_DATA TO USE_.
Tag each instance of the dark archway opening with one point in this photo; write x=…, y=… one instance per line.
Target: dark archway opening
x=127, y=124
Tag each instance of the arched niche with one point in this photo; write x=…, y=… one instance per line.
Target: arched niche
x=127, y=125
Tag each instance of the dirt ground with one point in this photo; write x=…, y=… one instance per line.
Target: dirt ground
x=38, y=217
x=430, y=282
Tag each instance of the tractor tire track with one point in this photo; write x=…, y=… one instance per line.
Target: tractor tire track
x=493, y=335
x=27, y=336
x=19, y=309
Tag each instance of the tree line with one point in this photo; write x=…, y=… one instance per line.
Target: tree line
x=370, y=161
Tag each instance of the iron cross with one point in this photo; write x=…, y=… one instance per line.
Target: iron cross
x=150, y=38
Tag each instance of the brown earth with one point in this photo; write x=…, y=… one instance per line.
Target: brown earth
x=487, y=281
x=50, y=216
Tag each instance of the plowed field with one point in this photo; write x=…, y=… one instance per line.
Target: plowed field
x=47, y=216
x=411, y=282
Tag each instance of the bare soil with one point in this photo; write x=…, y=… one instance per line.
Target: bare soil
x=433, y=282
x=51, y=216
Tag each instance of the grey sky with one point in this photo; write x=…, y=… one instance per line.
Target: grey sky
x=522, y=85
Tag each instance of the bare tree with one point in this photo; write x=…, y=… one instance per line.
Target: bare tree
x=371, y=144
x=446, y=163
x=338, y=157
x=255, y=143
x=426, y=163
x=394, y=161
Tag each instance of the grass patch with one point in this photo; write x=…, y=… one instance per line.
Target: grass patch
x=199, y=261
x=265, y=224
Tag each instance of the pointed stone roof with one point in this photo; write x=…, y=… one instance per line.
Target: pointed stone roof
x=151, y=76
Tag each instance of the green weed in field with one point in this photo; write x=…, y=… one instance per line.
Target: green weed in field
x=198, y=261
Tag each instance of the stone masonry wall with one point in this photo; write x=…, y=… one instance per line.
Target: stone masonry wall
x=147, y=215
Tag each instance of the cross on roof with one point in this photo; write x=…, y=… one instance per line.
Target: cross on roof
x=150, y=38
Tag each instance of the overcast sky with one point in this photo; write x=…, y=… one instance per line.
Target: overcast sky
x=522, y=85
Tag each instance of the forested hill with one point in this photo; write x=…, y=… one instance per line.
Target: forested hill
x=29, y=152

_OBJECTIVE_. Rewrite all the lines above, swapping "Tag" for "Mark" wherever it appears and leaving everything else unchanged.

_RESPONSE TO THIS EXERCISE_.
Mark each instance of the dark archway opening with one point in this photo; write x=…, y=… one instance per line.
Target: dark archway opening
x=127, y=124
Mark each instance of the arched niche with one point in this photo; write x=…, y=… one instance per line.
Target: arched niche
x=127, y=125
Mark each instance of the dirt ground with one point in this photo; write x=…, y=… one instance per line.
Target: dirt ground
x=38, y=217
x=430, y=282
Mark each instance of the tractor tire track with one point in this photo; write x=…, y=… one instance per line.
Target: tractor tire track
x=493, y=335
x=27, y=336
x=19, y=309
Mark each instance of the tree line with one point in this photo; write x=…, y=… one instance per line.
Target: tree line
x=370, y=161
Mark each instance of the iron cross with one point in this photo; write x=…, y=… one instance per line.
Target: iron cross
x=150, y=38
Mark each instance of the brown earth with one point in this photo; write x=…, y=… one instance per line.
Target: brown earth
x=487, y=281
x=50, y=216
Mark each instance of the plowed field with one point in this photo; write x=…, y=… one instance per line.
Target: plowed field
x=47, y=216
x=411, y=282
Mark each instance of the bare soil with one point in this photo; write x=…, y=… one instance per line.
Target: bare soil
x=433, y=282
x=51, y=216
Mark each instance of the grey sky with one point in this photo; write x=…, y=… one instance per line.
Target: grey sky
x=522, y=85
Mark each instance of the bare tree with one point in this photo; write x=…, y=… one instance per line.
Target: bare tree
x=371, y=144
x=446, y=163
x=338, y=157
x=255, y=143
x=426, y=163
x=394, y=161
Mark each instance of the grass patch with one point in this photo; write x=…, y=… one instance per line.
Target: grass patch
x=199, y=261
x=265, y=224
Mark each instance of the pointed stone roof with one point in this photo; write x=…, y=… one instance per line.
Target: pointed stone roof
x=151, y=76
Mark each instance of the green weed in field with one point in this photo; write x=…, y=… one instance per line.
Target: green weed in field
x=198, y=261
Mark each instance of the stone masonry wall with one point in this photo; write x=…, y=… one instance per line.
Target: stone masonry wall
x=147, y=215
Mark each instance of the cross on roof with one point in this photo; write x=…, y=… one instance per line.
Target: cross on roof
x=150, y=38
Mark each instance of the overcast sky with one point in this photo; write x=…, y=… one instance per line.
Target: overcast sky
x=522, y=85
Mark each instance of the forested hill with one point in this photo; write x=…, y=… one instance per line.
Target: forested hill
x=29, y=152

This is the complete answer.